Your goal:
In the text on trial gardens, how often is the performance of each plant in a trial garden evaluated?

Excerpt:
•••••

Many farmers have been buying seeds that fail to germinate for many reasons. By the time a farmer realises the seeds are not germinating, the planting season is over.
Seeds are normally affected by harsh weather conditions, insects and diseases which affect production and reduce household incomes.
However, this problem can be solved by conducting trial germination using trial gardens before the seeds are introduced on the market.
What is a trial garden?
A trail garden is a small piece of land normally within the compound or backyard specifically for testing seeds to check whether or not they can germinate and adapt to prevailing climatic conditions.
Performance of each plant in the trial garden is evaluated twice a week.
The aim of trial gardens is to test newly developed varieties of seeds in the industry and observing them throughout their life cycle from germination through maturity that is from seed to harvest.
When they fail to germinate, a research is carried out to investigate why and if possible discard it and that already on the market is recalled.
It is at this stage that a trader can understand which disease and pests attack certain plants and what is the ready, so that when a seed is being promoted on the market, treatment for such diseases and pests is also available.
By growing new varieties side-by-side with existing ones, researchers can determine whether or not these new varieties are better.
In the trial garden, that is when the seed company can test for disease and insect resistance and tolerance to changes in conditions.

•••••

Data for analysis:

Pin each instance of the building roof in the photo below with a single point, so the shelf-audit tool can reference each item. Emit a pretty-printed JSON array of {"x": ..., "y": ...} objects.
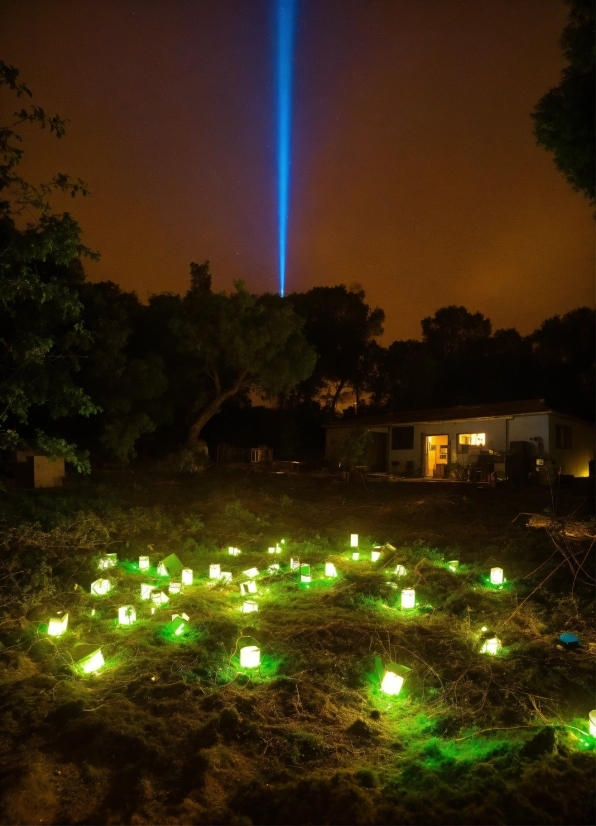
[{"x": 471, "y": 411}]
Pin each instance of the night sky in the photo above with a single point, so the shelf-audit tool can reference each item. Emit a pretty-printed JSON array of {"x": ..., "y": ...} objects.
[{"x": 414, "y": 168}]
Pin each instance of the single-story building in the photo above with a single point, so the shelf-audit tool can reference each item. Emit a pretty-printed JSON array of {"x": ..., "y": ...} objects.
[{"x": 511, "y": 438}]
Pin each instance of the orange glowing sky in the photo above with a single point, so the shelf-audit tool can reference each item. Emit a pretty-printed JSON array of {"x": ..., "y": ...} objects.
[{"x": 414, "y": 168}]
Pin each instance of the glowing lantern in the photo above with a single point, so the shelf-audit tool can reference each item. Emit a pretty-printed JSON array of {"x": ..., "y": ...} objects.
[
  {"x": 126, "y": 615},
  {"x": 57, "y": 626},
  {"x": 250, "y": 656},
  {"x": 146, "y": 591},
  {"x": 100, "y": 587},
  {"x": 170, "y": 566},
  {"x": 88, "y": 657},
  {"x": 408, "y": 598},
  {"x": 305, "y": 573},
  {"x": 108, "y": 561}
]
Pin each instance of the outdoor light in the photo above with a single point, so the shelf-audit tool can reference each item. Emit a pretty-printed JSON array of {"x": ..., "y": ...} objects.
[
  {"x": 146, "y": 591},
  {"x": 100, "y": 587},
  {"x": 408, "y": 598},
  {"x": 57, "y": 625},
  {"x": 250, "y": 656},
  {"x": 126, "y": 615},
  {"x": 108, "y": 561}
]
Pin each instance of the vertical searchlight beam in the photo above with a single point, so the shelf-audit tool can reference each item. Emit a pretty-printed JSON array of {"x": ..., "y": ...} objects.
[{"x": 286, "y": 13}]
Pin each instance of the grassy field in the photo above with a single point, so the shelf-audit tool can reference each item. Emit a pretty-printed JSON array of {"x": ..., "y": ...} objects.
[{"x": 173, "y": 730}]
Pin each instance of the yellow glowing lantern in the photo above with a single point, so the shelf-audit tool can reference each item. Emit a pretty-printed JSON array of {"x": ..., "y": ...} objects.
[
  {"x": 408, "y": 598},
  {"x": 305, "y": 573},
  {"x": 146, "y": 590},
  {"x": 250, "y": 656},
  {"x": 57, "y": 626},
  {"x": 108, "y": 561},
  {"x": 100, "y": 587},
  {"x": 126, "y": 615}
]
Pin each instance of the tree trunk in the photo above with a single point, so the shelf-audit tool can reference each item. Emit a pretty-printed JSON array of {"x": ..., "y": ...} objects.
[{"x": 211, "y": 409}]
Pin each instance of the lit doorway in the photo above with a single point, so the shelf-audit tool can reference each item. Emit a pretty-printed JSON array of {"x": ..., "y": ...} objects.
[{"x": 437, "y": 455}]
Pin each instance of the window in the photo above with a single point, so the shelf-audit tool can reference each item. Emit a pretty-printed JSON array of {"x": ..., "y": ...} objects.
[
  {"x": 471, "y": 438},
  {"x": 402, "y": 438},
  {"x": 562, "y": 437}
]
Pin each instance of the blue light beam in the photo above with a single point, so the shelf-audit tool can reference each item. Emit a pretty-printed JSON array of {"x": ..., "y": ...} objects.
[{"x": 286, "y": 14}]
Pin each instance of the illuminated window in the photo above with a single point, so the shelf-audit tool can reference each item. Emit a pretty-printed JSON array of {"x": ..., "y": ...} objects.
[{"x": 472, "y": 439}]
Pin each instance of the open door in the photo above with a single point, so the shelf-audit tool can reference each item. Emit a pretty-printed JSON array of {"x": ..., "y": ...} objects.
[{"x": 437, "y": 455}]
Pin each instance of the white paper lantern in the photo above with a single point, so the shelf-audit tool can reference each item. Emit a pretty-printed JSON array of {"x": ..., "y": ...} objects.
[
  {"x": 391, "y": 683},
  {"x": 250, "y": 656},
  {"x": 408, "y": 598},
  {"x": 146, "y": 590},
  {"x": 57, "y": 625},
  {"x": 491, "y": 646},
  {"x": 126, "y": 615},
  {"x": 100, "y": 587}
]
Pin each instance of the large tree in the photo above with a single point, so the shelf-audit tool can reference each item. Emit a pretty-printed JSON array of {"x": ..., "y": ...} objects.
[
  {"x": 564, "y": 116},
  {"x": 41, "y": 334}
]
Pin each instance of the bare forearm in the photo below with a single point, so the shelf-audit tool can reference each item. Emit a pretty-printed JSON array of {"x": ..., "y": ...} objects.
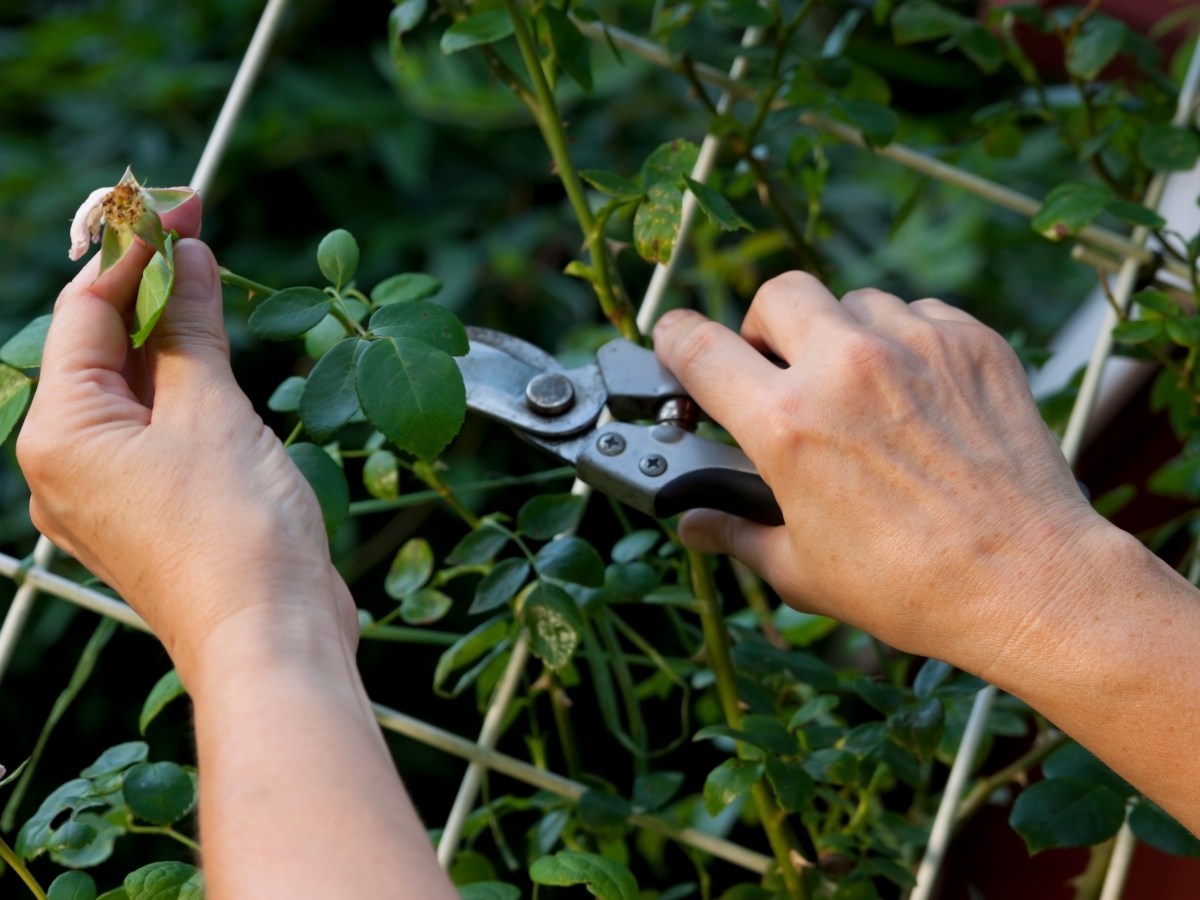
[{"x": 299, "y": 795}]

•••••

Output of the exercise:
Twice a week.